■ Given exercise
Extract every line of the listing below verbatim, leaving the pictures out of your answer.

[Excerpts of labeled region data]
======
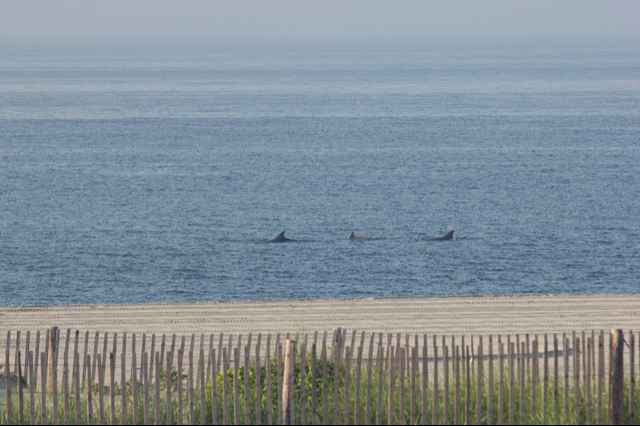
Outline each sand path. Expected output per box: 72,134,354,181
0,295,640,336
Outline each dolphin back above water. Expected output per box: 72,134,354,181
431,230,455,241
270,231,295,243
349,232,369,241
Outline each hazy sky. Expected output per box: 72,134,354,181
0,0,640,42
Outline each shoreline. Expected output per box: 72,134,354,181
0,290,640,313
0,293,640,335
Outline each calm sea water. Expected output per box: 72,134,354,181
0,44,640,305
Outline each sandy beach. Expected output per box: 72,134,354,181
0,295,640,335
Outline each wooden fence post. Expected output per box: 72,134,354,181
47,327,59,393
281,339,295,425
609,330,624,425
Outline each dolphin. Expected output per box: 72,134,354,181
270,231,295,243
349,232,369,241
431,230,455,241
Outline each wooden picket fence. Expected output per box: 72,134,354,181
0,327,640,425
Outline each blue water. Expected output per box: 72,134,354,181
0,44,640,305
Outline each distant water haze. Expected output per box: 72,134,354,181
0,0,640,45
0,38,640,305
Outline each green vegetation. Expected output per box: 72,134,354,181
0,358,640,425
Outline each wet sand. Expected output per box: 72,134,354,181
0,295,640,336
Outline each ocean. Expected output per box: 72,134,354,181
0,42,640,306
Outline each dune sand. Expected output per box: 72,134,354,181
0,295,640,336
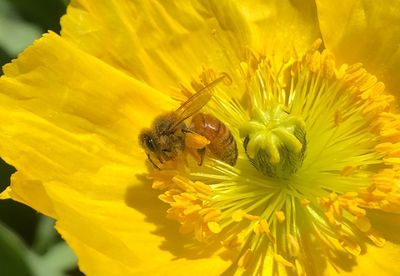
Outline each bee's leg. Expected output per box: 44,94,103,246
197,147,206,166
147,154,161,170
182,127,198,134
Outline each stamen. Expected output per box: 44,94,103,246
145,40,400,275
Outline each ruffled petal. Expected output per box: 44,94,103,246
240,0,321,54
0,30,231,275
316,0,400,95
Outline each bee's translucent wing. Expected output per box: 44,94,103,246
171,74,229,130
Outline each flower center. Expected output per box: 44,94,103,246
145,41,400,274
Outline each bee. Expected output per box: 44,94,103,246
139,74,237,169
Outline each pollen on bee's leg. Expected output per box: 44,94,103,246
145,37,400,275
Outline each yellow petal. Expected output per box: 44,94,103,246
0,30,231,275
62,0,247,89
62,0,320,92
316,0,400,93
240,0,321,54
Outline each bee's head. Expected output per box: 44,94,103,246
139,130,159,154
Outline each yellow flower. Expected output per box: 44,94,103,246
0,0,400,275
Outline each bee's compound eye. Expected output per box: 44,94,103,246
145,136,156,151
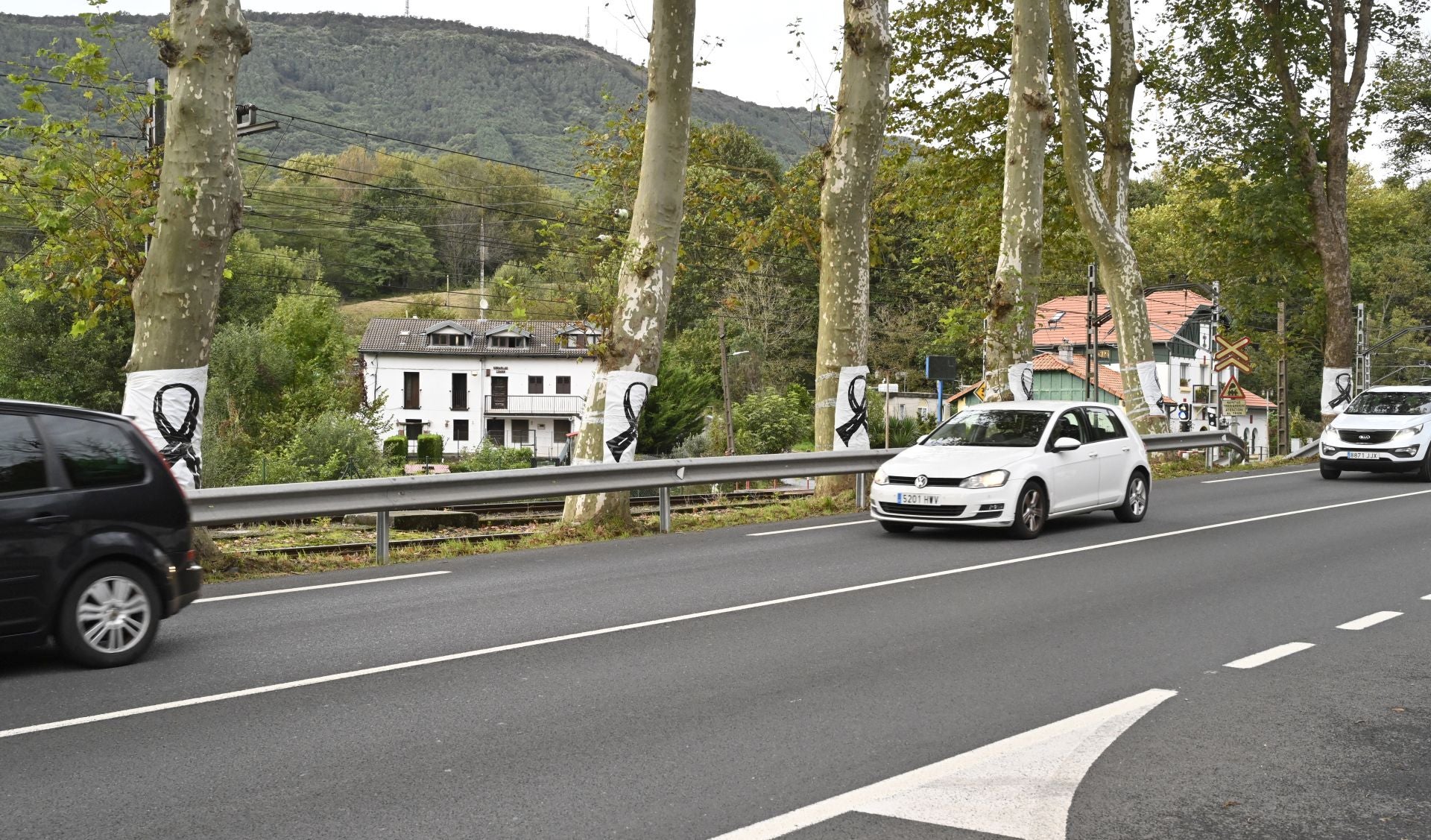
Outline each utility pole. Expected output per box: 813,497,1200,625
======
■ Expected output
Outline each sand path. Expected output per box: 72,134,354,181
0,295,640,336
Outline each dolphin back above water. Expected output per box: 72,134,354,181
431,230,455,241
270,231,295,243
349,232,369,241
Outline each hazy sky. Expected output per box: 72,134,354,181
0,0,640,42
Outline each shoreline. Expected output per box: 72,134,354,181
0,290,640,313
0,293,640,335
Outline each calm sea water. Expected output per box: 72,134,354,181
0,44,640,305
Outline each sandy beach. Expected output per box: 72,134,354,181
0,295,640,335
Outline each wooden fence post. Expected output per box: 72,134,354,181
47,327,59,393
281,339,295,425
609,330,624,425
Outline each dolphin. Expected output per box: 72,134,354,181
270,231,295,243
349,232,369,241
431,230,455,241
Outline each wooden picket fence. Expected output per box: 72,134,354,181
0,327,640,425
Outline each blue water. Expected output per box: 72,134,354,181
0,44,640,305
Outline each distant water haze. Expected output per box: 72,134,354,181
0,0,640,45
0,38,640,305
Outline each green vegetation. Expected output per box: 72,134,354,181
0,358,640,425
Outline each wet sand. Expected output per box: 72,134,354,181
0,295,640,336
Outline each ocean. Expected output per box: 72,134,354,181
0,42,640,306
Outline each dune sand. Expected output per box: 72,134,354,181
0,295,640,336
Outline each bee's leg. Expected output per box: 44,94,103,246
197,147,206,166
147,154,161,170
182,127,198,134
Outline each stamen. Expected output per box: 44,94,103,246
145,40,400,275
Outline each ruffled petal. Expected output per box: 44,94,103,246
240,0,321,54
0,30,231,275
316,0,400,95
Outline each bee's translucent wing. Expected output per box: 44,94,103,246
171,74,229,130
Outline each flower center. Expected output per box: 44,94,103,246
145,41,400,274
Outline each bee. Expected output per box: 44,94,103,246
139,74,237,169
Outline each pollen on bee's leg. Expected output per box: 44,94,103,246
145,37,400,275
Outline each yellow petal. Expected output per box: 44,94,103,246
0,30,231,275
62,0,247,89
62,0,320,92
316,0,400,93
240,0,321,54
Outline each bee's head. Expected output per box: 44,94,103,246
139,130,159,154
Outline each yellow flower. Expected output per box: 44,94,103,246
0,0,400,275
Outline each bee's compound eye. Expected output per box: 44,94,103,246
145,136,156,151
Outline each utility pole. Expected output per box: 813,497,1200,625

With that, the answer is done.